> **Text provided**
::::::

The World Health Organisation (WHO) has achieved great things, such as preventing an estimated 23.2 million deaths from measles, but it has also been found lacking far too often. Its actions during the covid-19 pandemic have only highlighted this.
When news broke about the pandemic’s appearance in the city of Wuhan, the WHO praised the Chinese approach to tackling the virus, calling it “ambitious and agile”.
Meanwhile the Chinese government instituted a crackdown on those who tried to spread awareness about the virus and instituted a failed lock-down in Wuhan. This could potentially have cost the world time and lives in being able to understand and fight the virus.
When 22 countries instituted restrictions to limit potential spread of the virus, the WHO chastised them for using their sovereign right to protect citizens, with the organisation’s reasoning it didn’t want to increase potential stigmatisation of China.
There is an important difference here, the WHO didn’t want China to be stigmatised, but what about the Chinese people? After all, the Chinese government was repeatedly assuring the WHO it had the situation under control.

::::::

Rows contained in a dataset
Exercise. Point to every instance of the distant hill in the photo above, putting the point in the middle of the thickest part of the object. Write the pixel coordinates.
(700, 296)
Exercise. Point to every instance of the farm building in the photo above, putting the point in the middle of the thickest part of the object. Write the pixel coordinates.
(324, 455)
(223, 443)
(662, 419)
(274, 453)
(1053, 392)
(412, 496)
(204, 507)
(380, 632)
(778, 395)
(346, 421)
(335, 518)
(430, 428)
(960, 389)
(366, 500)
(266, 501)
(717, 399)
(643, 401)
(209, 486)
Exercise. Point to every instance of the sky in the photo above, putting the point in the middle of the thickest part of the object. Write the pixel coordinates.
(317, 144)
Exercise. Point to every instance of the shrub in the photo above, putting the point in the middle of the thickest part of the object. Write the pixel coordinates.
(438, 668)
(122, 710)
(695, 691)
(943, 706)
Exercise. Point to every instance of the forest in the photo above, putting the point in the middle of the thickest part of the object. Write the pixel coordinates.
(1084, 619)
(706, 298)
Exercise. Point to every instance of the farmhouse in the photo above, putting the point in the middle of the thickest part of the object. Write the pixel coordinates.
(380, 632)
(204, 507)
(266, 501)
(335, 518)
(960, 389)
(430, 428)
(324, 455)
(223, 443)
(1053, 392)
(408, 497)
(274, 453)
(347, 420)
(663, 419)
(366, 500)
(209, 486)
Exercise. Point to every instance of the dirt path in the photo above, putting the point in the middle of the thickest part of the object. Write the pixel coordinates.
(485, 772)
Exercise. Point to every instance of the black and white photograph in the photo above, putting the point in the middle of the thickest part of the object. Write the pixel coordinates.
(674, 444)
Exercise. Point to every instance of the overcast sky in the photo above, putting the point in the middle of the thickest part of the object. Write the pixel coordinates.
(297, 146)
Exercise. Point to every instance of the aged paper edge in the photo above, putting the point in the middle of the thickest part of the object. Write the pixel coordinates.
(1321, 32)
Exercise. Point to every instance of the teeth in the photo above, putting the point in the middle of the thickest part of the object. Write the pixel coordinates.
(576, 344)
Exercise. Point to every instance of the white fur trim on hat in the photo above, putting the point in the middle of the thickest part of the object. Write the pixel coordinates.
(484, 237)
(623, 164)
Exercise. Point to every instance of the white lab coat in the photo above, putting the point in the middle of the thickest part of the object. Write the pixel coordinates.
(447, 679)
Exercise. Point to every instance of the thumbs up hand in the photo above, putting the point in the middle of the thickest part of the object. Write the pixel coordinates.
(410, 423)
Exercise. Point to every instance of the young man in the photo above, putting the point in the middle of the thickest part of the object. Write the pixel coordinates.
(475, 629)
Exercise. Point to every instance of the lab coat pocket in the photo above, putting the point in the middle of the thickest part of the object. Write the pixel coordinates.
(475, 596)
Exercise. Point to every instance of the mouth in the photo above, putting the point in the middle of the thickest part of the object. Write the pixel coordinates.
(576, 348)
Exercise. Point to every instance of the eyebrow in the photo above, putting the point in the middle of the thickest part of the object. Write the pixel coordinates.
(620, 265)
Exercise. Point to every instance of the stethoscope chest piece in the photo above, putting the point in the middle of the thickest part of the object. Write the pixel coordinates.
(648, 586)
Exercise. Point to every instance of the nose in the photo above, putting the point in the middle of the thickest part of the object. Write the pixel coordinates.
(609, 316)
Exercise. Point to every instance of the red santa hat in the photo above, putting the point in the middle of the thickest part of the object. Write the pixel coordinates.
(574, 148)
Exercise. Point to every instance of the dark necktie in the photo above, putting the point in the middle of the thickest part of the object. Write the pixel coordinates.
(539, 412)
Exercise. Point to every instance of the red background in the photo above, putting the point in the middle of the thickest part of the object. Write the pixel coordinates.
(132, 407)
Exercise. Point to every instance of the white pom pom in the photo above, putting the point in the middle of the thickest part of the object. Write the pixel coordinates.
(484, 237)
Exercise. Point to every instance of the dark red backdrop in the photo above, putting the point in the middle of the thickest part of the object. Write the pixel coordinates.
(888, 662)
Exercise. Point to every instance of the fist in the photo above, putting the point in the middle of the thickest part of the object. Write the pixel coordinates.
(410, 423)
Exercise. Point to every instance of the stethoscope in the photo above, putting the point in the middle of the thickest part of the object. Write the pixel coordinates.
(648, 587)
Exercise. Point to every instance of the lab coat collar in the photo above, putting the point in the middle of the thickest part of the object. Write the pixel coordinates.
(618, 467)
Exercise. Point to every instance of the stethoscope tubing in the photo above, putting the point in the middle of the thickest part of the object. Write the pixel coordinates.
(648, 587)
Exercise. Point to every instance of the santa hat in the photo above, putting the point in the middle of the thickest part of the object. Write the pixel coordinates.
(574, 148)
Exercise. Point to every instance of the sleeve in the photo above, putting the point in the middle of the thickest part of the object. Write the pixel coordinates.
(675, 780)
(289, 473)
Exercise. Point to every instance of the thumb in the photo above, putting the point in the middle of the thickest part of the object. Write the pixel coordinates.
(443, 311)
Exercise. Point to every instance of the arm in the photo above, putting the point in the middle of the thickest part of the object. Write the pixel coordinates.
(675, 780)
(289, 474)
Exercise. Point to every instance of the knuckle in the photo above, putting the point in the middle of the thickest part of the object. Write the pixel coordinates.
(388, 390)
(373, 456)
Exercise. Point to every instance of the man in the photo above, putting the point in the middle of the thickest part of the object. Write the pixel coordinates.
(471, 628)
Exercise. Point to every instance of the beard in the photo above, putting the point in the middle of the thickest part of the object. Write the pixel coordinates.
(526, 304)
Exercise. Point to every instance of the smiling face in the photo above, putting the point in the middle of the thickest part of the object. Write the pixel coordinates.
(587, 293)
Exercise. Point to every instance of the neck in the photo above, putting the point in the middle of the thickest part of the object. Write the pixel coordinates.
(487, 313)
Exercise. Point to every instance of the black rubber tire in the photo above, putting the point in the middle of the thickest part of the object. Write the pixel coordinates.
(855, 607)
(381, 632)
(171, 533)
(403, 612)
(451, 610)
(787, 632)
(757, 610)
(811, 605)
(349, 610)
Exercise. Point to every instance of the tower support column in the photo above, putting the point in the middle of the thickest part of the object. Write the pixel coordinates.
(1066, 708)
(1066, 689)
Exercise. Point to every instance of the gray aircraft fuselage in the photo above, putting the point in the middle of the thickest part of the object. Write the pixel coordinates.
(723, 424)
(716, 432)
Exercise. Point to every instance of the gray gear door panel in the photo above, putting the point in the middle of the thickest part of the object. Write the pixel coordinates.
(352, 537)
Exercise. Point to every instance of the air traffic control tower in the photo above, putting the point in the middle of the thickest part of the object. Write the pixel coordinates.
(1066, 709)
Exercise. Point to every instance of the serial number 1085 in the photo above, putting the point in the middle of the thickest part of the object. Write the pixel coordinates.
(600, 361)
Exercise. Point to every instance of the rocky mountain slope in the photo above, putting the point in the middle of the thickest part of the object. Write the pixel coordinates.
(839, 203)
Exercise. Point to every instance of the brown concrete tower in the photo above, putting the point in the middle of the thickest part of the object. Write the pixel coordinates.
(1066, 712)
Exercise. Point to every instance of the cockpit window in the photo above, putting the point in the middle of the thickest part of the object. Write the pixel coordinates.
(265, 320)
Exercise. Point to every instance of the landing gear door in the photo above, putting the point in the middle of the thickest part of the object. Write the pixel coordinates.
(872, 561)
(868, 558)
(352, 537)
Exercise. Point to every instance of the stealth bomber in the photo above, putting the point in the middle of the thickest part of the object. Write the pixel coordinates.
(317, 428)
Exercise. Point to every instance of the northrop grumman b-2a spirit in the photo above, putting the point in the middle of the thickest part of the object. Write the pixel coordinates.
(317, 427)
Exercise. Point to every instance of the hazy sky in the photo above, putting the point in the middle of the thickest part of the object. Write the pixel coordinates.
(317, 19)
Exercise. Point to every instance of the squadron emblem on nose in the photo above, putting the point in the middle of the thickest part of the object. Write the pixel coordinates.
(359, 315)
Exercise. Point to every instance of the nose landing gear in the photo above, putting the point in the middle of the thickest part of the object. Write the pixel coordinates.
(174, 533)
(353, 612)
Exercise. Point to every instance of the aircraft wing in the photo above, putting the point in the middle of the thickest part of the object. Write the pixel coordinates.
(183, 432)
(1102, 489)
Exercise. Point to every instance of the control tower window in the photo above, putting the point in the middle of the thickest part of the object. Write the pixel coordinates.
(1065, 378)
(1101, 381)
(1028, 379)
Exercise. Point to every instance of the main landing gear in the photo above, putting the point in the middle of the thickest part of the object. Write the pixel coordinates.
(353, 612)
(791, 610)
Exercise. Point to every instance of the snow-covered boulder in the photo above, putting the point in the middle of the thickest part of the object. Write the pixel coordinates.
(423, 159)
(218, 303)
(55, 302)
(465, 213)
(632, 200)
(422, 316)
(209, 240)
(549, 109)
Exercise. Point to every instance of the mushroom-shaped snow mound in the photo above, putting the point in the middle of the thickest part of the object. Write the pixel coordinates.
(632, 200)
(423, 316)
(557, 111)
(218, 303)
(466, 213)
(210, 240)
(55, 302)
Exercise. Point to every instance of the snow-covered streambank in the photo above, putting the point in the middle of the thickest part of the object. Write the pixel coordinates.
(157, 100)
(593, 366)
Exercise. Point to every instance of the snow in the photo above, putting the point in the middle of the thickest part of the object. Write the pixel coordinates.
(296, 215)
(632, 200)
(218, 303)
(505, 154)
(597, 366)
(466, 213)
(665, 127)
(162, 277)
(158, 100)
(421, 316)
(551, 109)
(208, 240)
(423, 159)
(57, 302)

::::::

> **Brief 1**
From the passage on the WHO, extract everything from "When news broke" down to "stigmatisation of China.".
> **Brief 2**
In the passage on the WHO, what words did the WHO use to describe the Chinese approach to tackling the virus?
These rows have no connection to the passage on the WHO.

> **Task answer 1**
When news broke about the pandemic’s appearance in the city of Wuhan, the WHO praised the Chinese approach to tackling the virus, calling it “ambitious and agile”.
Meanwhile the Chinese government instituted a crackdown on those who tried to spread awareness about the virus and instituted a failed lock-down in Wuhan. This could potentially have cost the world time and lives in being able to understand and fight the virus.
When 22 countries instituted restrictions to limit potential spread of the virus, the WHO chastised them for using their sovereign right to protect citizens, with the organisation’s reasoning it didn’t want to increase potential stigmatisation of China.

> **Task answer 2**
It called the approach "ambitious and agile."